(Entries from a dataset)

══════════════════════════════

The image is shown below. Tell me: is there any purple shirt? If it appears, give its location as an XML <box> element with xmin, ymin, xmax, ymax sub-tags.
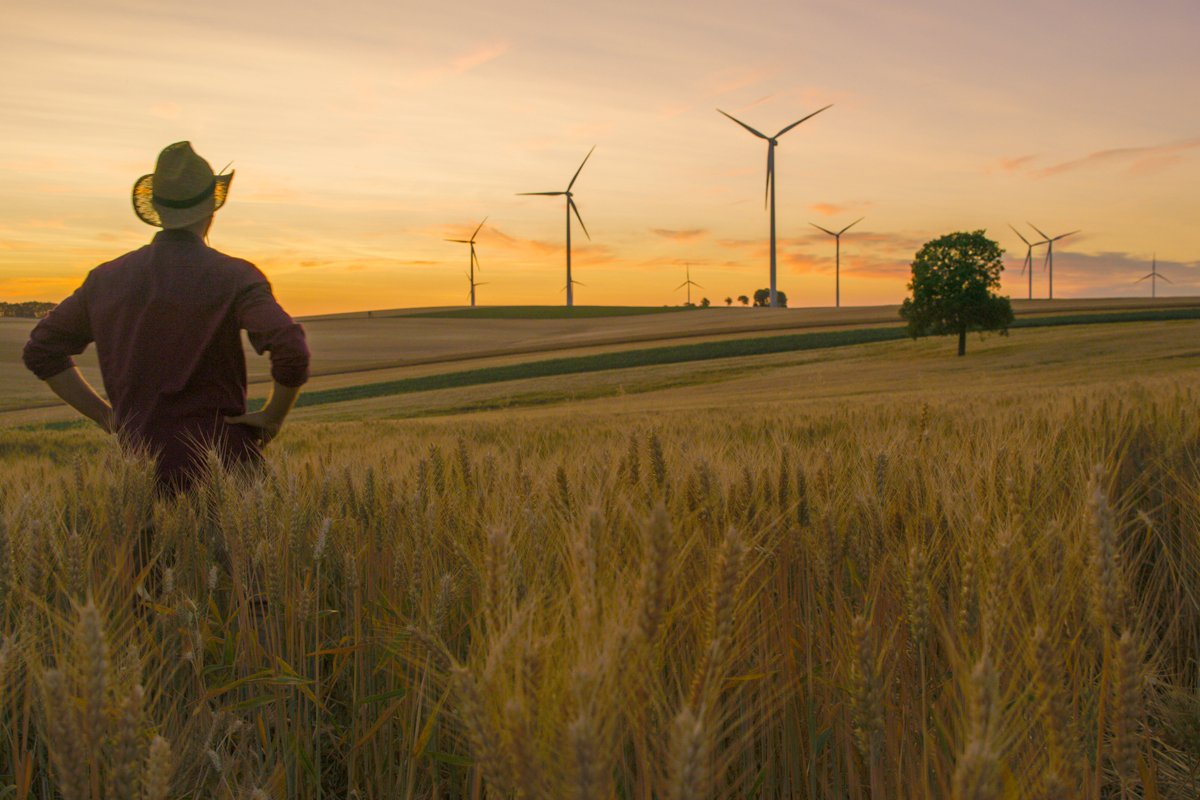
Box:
<box><xmin>24</xmin><ymin>230</ymin><xmax>308</xmax><ymax>489</ymax></box>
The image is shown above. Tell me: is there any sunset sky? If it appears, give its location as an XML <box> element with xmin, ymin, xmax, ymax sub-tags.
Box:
<box><xmin>0</xmin><ymin>0</ymin><xmax>1200</xmax><ymax>315</ymax></box>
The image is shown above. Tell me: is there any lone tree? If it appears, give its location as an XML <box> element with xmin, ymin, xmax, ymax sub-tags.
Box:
<box><xmin>900</xmin><ymin>230</ymin><xmax>1013</xmax><ymax>355</ymax></box>
<box><xmin>754</xmin><ymin>289</ymin><xmax>787</xmax><ymax>308</ymax></box>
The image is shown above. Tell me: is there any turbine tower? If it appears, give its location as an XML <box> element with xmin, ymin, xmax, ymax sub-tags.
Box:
<box><xmin>446</xmin><ymin>217</ymin><xmax>487</xmax><ymax>308</ymax></box>
<box><xmin>1134</xmin><ymin>253</ymin><xmax>1175</xmax><ymax>299</ymax></box>
<box><xmin>809</xmin><ymin>217</ymin><xmax>866</xmax><ymax>308</ymax></box>
<box><xmin>676</xmin><ymin>264</ymin><xmax>704</xmax><ymax>306</ymax></box>
<box><xmin>1026</xmin><ymin>222</ymin><xmax>1079</xmax><ymax>300</ymax></box>
<box><xmin>518</xmin><ymin>145</ymin><xmax>595</xmax><ymax>308</ymax></box>
<box><xmin>1008</xmin><ymin>223</ymin><xmax>1045</xmax><ymax>300</ymax></box>
<box><xmin>716</xmin><ymin>104</ymin><xmax>833</xmax><ymax>308</ymax></box>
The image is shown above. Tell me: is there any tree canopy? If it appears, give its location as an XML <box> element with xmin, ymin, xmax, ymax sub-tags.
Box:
<box><xmin>754</xmin><ymin>289</ymin><xmax>787</xmax><ymax>308</ymax></box>
<box><xmin>900</xmin><ymin>230</ymin><xmax>1013</xmax><ymax>355</ymax></box>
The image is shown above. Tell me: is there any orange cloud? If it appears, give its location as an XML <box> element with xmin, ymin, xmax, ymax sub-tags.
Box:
<box><xmin>450</xmin><ymin>42</ymin><xmax>511</xmax><ymax>76</ymax></box>
<box><xmin>1033</xmin><ymin>137</ymin><xmax>1200</xmax><ymax>178</ymax></box>
<box><xmin>650</xmin><ymin>228</ymin><xmax>708</xmax><ymax>241</ymax></box>
<box><xmin>996</xmin><ymin>156</ymin><xmax>1037</xmax><ymax>173</ymax></box>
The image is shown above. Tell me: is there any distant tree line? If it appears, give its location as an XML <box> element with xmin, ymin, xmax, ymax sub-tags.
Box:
<box><xmin>0</xmin><ymin>300</ymin><xmax>58</xmax><ymax>319</ymax></box>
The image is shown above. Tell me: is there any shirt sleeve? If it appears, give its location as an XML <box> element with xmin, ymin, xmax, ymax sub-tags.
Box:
<box><xmin>22</xmin><ymin>281</ymin><xmax>92</xmax><ymax>380</ymax></box>
<box><xmin>235</xmin><ymin>270</ymin><xmax>308</xmax><ymax>386</ymax></box>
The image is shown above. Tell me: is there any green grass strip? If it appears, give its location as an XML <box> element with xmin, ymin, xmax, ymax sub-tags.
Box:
<box><xmin>274</xmin><ymin>308</ymin><xmax>1200</xmax><ymax>408</ymax></box>
<box><xmin>20</xmin><ymin>306</ymin><xmax>1200</xmax><ymax>429</ymax></box>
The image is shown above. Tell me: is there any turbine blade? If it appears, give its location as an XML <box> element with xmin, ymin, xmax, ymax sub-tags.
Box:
<box><xmin>566</xmin><ymin>198</ymin><xmax>592</xmax><ymax>241</ymax></box>
<box><xmin>716</xmin><ymin>109</ymin><xmax>770</xmax><ymax>139</ymax></box>
<box><xmin>566</xmin><ymin>145</ymin><xmax>596</xmax><ymax>192</ymax></box>
<box><xmin>1025</xmin><ymin>222</ymin><xmax>1050</xmax><ymax>241</ymax></box>
<box><xmin>470</xmin><ymin>217</ymin><xmax>487</xmax><ymax>241</ymax></box>
<box><xmin>838</xmin><ymin>217</ymin><xmax>866</xmax><ymax>236</ymax></box>
<box><xmin>1008</xmin><ymin>222</ymin><xmax>1033</xmax><ymax>247</ymax></box>
<box><xmin>775</xmin><ymin>103</ymin><xmax>833</xmax><ymax>139</ymax></box>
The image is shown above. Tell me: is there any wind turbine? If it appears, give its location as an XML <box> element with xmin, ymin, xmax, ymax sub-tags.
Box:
<box><xmin>1134</xmin><ymin>253</ymin><xmax>1175</xmax><ymax>299</ymax></box>
<box><xmin>446</xmin><ymin>217</ymin><xmax>487</xmax><ymax>308</ymax></box>
<box><xmin>809</xmin><ymin>217</ymin><xmax>866</xmax><ymax>308</ymax></box>
<box><xmin>518</xmin><ymin>145</ymin><xmax>595</xmax><ymax>308</ymax></box>
<box><xmin>676</xmin><ymin>264</ymin><xmax>704</xmax><ymax>306</ymax></box>
<box><xmin>716</xmin><ymin>104</ymin><xmax>833</xmax><ymax>308</ymax></box>
<box><xmin>1008</xmin><ymin>223</ymin><xmax>1045</xmax><ymax>300</ymax></box>
<box><xmin>1026</xmin><ymin>222</ymin><xmax>1079</xmax><ymax>300</ymax></box>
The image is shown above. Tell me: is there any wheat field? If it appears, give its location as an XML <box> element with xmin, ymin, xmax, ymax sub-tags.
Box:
<box><xmin>0</xmin><ymin>362</ymin><xmax>1200</xmax><ymax>800</ymax></box>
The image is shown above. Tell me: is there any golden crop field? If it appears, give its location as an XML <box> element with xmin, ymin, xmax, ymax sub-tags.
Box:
<box><xmin>0</xmin><ymin>314</ymin><xmax>1200</xmax><ymax>800</ymax></box>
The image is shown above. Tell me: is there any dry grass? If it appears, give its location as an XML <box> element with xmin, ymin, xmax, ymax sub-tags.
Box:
<box><xmin>0</xmin><ymin>297</ymin><xmax>1200</xmax><ymax>419</ymax></box>
<box><xmin>0</xmin><ymin>367</ymin><xmax>1200</xmax><ymax>800</ymax></box>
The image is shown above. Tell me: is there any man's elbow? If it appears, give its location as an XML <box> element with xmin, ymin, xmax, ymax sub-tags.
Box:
<box><xmin>20</xmin><ymin>339</ymin><xmax>74</xmax><ymax>380</ymax></box>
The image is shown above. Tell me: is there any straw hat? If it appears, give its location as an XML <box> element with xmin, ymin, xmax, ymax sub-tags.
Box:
<box><xmin>133</xmin><ymin>142</ymin><xmax>233</xmax><ymax>228</ymax></box>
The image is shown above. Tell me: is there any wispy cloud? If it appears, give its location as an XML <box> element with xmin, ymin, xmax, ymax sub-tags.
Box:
<box><xmin>994</xmin><ymin>137</ymin><xmax>1200</xmax><ymax>178</ymax></box>
<box><xmin>996</xmin><ymin>155</ymin><xmax>1037</xmax><ymax>173</ymax></box>
<box><xmin>650</xmin><ymin>228</ymin><xmax>708</xmax><ymax>241</ymax></box>
<box><xmin>709</xmin><ymin>67</ymin><xmax>775</xmax><ymax>95</ymax></box>
<box><xmin>416</xmin><ymin>41</ymin><xmax>512</xmax><ymax>85</ymax></box>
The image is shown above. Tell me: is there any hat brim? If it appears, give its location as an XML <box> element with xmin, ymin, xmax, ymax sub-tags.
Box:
<box><xmin>133</xmin><ymin>172</ymin><xmax>233</xmax><ymax>228</ymax></box>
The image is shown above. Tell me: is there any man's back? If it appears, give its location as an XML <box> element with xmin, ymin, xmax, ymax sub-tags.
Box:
<box><xmin>25</xmin><ymin>230</ymin><xmax>308</xmax><ymax>485</ymax></box>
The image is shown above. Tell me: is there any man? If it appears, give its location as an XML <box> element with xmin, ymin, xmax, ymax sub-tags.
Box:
<box><xmin>24</xmin><ymin>142</ymin><xmax>308</xmax><ymax>494</ymax></box>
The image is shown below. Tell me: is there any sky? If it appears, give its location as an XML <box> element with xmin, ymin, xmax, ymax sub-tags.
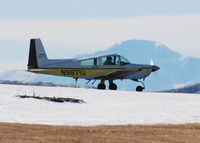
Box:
<box><xmin>0</xmin><ymin>0</ymin><xmax>200</xmax><ymax>69</ymax></box>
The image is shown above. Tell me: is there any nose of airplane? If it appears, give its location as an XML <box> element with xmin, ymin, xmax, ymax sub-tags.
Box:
<box><xmin>152</xmin><ymin>66</ymin><xmax>160</xmax><ymax>72</ymax></box>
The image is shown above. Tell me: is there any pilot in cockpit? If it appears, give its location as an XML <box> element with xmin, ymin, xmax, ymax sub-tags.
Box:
<box><xmin>104</xmin><ymin>56</ymin><xmax>115</xmax><ymax>65</ymax></box>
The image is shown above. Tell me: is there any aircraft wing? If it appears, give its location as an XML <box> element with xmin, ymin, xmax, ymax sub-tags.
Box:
<box><xmin>93</xmin><ymin>70</ymin><xmax>138</xmax><ymax>80</ymax></box>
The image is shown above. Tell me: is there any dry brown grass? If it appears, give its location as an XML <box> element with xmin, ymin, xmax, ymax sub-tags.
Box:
<box><xmin>0</xmin><ymin>123</ymin><xmax>200</xmax><ymax>143</ymax></box>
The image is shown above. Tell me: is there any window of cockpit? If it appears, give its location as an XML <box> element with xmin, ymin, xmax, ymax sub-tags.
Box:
<box><xmin>120</xmin><ymin>56</ymin><xmax>130</xmax><ymax>65</ymax></box>
<box><xmin>102</xmin><ymin>56</ymin><xmax>120</xmax><ymax>65</ymax></box>
<box><xmin>81</xmin><ymin>58</ymin><xmax>99</xmax><ymax>66</ymax></box>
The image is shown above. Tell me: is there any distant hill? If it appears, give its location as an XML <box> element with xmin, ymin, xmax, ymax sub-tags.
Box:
<box><xmin>0</xmin><ymin>40</ymin><xmax>200</xmax><ymax>91</ymax></box>
<box><xmin>164</xmin><ymin>84</ymin><xmax>200</xmax><ymax>94</ymax></box>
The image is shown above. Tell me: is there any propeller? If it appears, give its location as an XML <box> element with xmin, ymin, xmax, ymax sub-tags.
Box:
<box><xmin>150</xmin><ymin>57</ymin><xmax>154</xmax><ymax>66</ymax></box>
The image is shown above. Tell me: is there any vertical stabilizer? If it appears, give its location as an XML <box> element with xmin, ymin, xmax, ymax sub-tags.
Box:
<box><xmin>28</xmin><ymin>39</ymin><xmax>48</xmax><ymax>68</ymax></box>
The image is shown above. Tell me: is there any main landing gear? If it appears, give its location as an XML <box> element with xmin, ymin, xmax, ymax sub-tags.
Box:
<box><xmin>97</xmin><ymin>80</ymin><xmax>117</xmax><ymax>90</ymax></box>
<box><xmin>136</xmin><ymin>80</ymin><xmax>145</xmax><ymax>92</ymax></box>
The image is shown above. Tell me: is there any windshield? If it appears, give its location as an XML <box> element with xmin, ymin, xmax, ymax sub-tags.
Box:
<box><xmin>120</xmin><ymin>56</ymin><xmax>130</xmax><ymax>65</ymax></box>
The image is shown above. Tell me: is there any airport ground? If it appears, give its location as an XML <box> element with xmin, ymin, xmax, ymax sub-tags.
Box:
<box><xmin>0</xmin><ymin>123</ymin><xmax>200</xmax><ymax>143</ymax></box>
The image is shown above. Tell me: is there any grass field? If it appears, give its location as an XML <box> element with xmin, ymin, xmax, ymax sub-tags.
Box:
<box><xmin>0</xmin><ymin>123</ymin><xmax>200</xmax><ymax>143</ymax></box>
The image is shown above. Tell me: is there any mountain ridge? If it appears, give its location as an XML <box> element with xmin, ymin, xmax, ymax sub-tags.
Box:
<box><xmin>0</xmin><ymin>40</ymin><xmax>200</xmax><ymax>91</ymax></box>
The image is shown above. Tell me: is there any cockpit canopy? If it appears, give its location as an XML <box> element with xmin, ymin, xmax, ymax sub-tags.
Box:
<box><xmin>81</xmin><ymin>55</ymin><xmax>130</xmax><ymax>66</ymax></box>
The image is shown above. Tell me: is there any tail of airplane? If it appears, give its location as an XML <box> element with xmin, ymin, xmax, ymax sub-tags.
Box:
<box><xmin>28</xmin><ymin>39</ymin><xmax>48</xmax><ymax>68</ymax></box>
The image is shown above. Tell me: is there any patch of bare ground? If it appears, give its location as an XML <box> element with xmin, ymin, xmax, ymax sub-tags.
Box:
<box><xmin>0</xmin><ymin>123</ymin><xmax>200</xmax><ymax>143</ymax></box>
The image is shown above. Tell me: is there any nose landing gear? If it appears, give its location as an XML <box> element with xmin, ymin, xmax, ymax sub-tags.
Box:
<box><xmin>109</xmin><ymin>80</ymin><xmax>117</xmax><ymax>90</ymax></box>
<box><xmin>134</xmin><ymin>80</ymin><xmax>145</xmax><ymax>92</ymax></box>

══════════════════════════════

§ TASK TO COMPLETE
Find the line that contains "The image is shown above. Tell me: is there any mountain" in the listing above. Retype it and every line after it up to the last, exactly, and nothing else.

§ EXERCISE RESPONSE
The image is shown above. Tell me: is there any mountain ridge? If it appears, give its location as an XML <box> element with xmin, ymin, xmax, ymax sub-tags.
Box:
<box><xmin>0</xmin><ymin>40</ymin><xmax>200</xmax><ymax>91</ymax></box>
The image is shown above. Tell me: is there any cockpit canopy? If it appears, give its location as an XML <box> element with xmin, ymin, xmax, ymax sub-tags.
Box:
<box><xmin>81</xmin><ymin>55</ymin><xmax>130</xmax><ymax>66</ymax></box>
The image is shown above. Tell me: is there any tail of airplane? If it appears, give its location as an XML <box> element with xmin, ymin, xmax, ymax sub-tags.
Box:
<box><xmin>28</xmin><ymin>39</ymin><xmax>48</xmax><ymax>68</ymax></box>
The image is shown above. Tell me: is there any patch of bare ground? If it appears, give its location as an XML <box> element with xmin, ymin, xmax, ymax sub-tags.
Box:
<box><xmin>0</xmin><ymin>123</ymin><xmax>200</xmax><ymax>143</ymax></box>
The image is shown above. Tell me: is there any nose landing gear? If it appears, give its location as an XML <box> element with xmin, ymin, xmax, ymax sub-tags.
Box:
<box><xmin>109</xmin><ymin>80</ymin><xmax>117</xmax><ymax>90</ymax></box>
<box><xmin>134</xmin><ymin>80</ymin><xmax>145</xmax><ymax>92</ymax></box>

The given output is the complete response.